Turn every line of the records into a JSON list of strings, one string per line, leaving out blank lines and the pictures.

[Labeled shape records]
┄┄┄┄┄┄

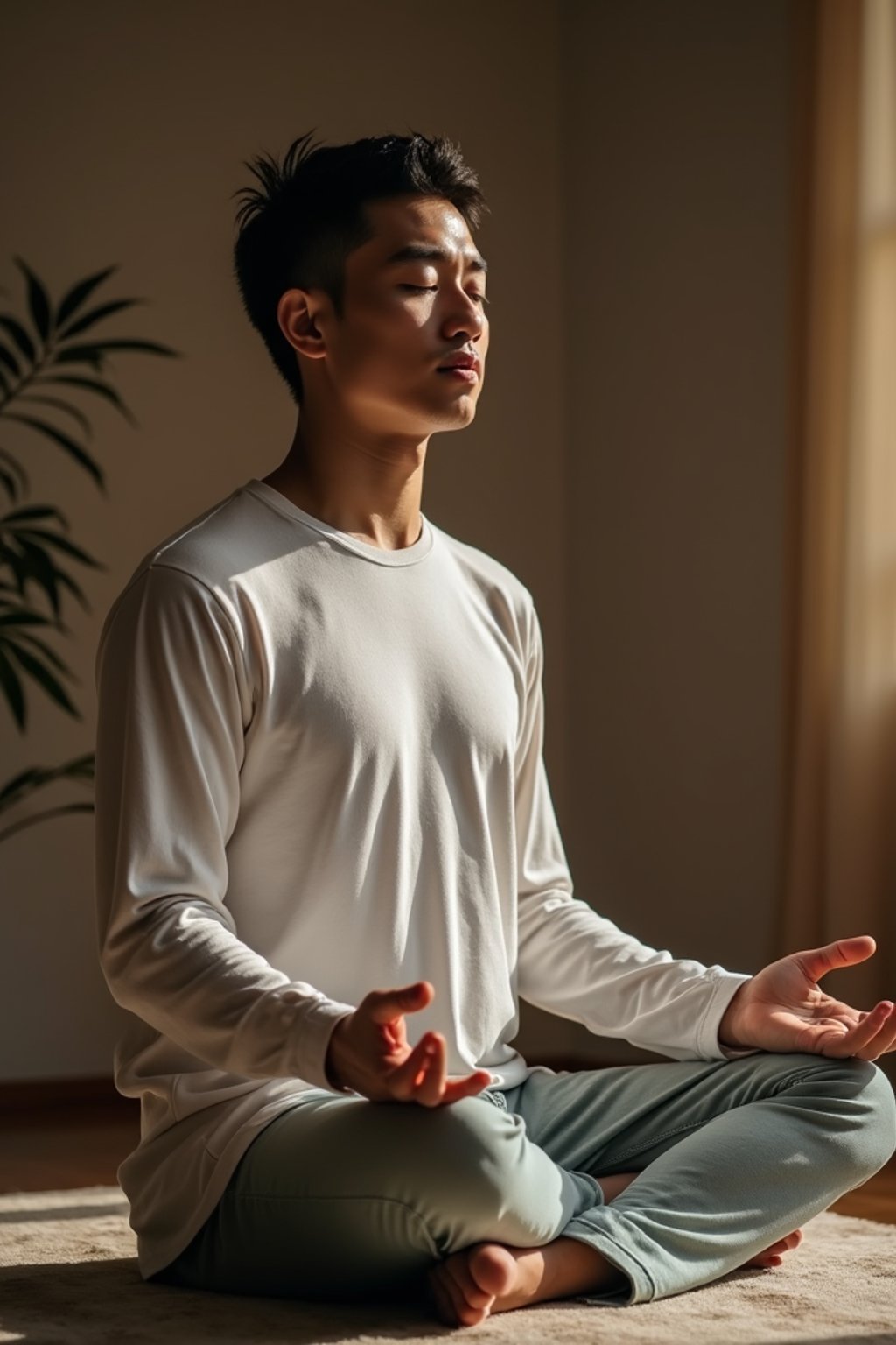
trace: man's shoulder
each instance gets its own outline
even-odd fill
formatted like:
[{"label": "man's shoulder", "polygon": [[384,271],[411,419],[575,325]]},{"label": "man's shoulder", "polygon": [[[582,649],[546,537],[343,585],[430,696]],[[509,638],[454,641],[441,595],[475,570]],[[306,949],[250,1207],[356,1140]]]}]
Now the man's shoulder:
[{"label": "man's shoulder", "polygon": [[449,547],[457,565],[463,569],[470,578],[490,588],[500,588],[512,594],[519,603],[528,605],[532,603],[532,593],[508,565],[498,561],[496,555],[484,551],[472,542],[463,542],[458,537],[438,529],[445,545]]},{"label": "man's shoulder", "polygon": [[509,565],[470,542],[438,529],[445,547],[465,580],[478,589],[489,607],[505,608],[513,613],[514,624],[525,629],[535,613],[535,599]]}]

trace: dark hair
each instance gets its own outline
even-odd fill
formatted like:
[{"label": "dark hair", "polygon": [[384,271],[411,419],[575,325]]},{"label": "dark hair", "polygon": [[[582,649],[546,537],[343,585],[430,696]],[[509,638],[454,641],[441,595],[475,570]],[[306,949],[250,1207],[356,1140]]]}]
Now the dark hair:
[{"label": "dark hair", "polygon": [[348,145],[310,145],[313,130],[292,143],[282,164],[259,155],[246,167],[262,184],[242,187],[234,272],[250,323],[267,346],[301,406],[296,350],[277,321],[281,295],[324,289],[343,316],[345,258],[373,235],[364,211],[388,196],[443,196],[470,230],[488,211],[477,175],[459,145],[438,136],[372,136]]}]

┄┄┄┄┄┄

# REPLY TO THE TASK
[
  "trace: man's shoulder",
  "each instance gets its own outline",
  "even-odd fill",
  "formatted like:",
  "[{\"label\": \"man's shoulder\", \"polygon\": [[384,271],[411,419],[575,325]]},{\"label\": \"man's shoulder\", \"polygon\": [[[582,649],[546,537],[343,585],[430,696]],[[509,638],[454,641],[441,595],[475,570]],[[306,949],[250,1207],[356,1140]]]}]",
  "Now the man's shoulder:",
  "[{\"label\": \"man's shoulder\", \"polygon\": [[449,547],[457,565],[463,569],[470,578],[490,588],[500,588],[512,594],[519,603],[528,605],[532,603],[532,593],[508,565],[498,561],[496,555],[484,551],[472,542],[463,542],[458,537],[438,529],[445,545]]},{\"label\": \"man's shoulder\", \"polygon\": [[509,565],[470,542],[438,529],[445,547],[465,580],[478,589],[489,607],[505,608],[513,613],[514,624],[525,629],[535,613],[535,599]]}]",
  "trace: dark hair",
  "each instance gets its own outline",
  "even-odd fill",
  "formatted like:",
  "[{\"label\": \"dark hair\", \"polygon\": [[384,271],[411,419],[575,325]]},{\"label\": \"dark hair\", \"polygon\": [[[582,649],[546,537],[343,585],[430,696]],[[509,638],[454,641],[441,595],[475,570]],[[306,949],[250,1207],[356,1140]]]}]",
  "Now the dark hair:",
  "[{\"label\": \"dark hair\", \"polygon\": [[348,145],[310,145],[313,130],[292,143],[282,164],[259,155],[246,167],[262,184],[242,187],[234,272],[250,323],[267,346],[301,406],[296,350],[277,321],[281,295],[324,289],[343,316],[345,258],[373,235],[364,211],[388,196],[443,196],[470,230],[488,211],[477,175],[459,145],[438,136],[372,136]]}]"
]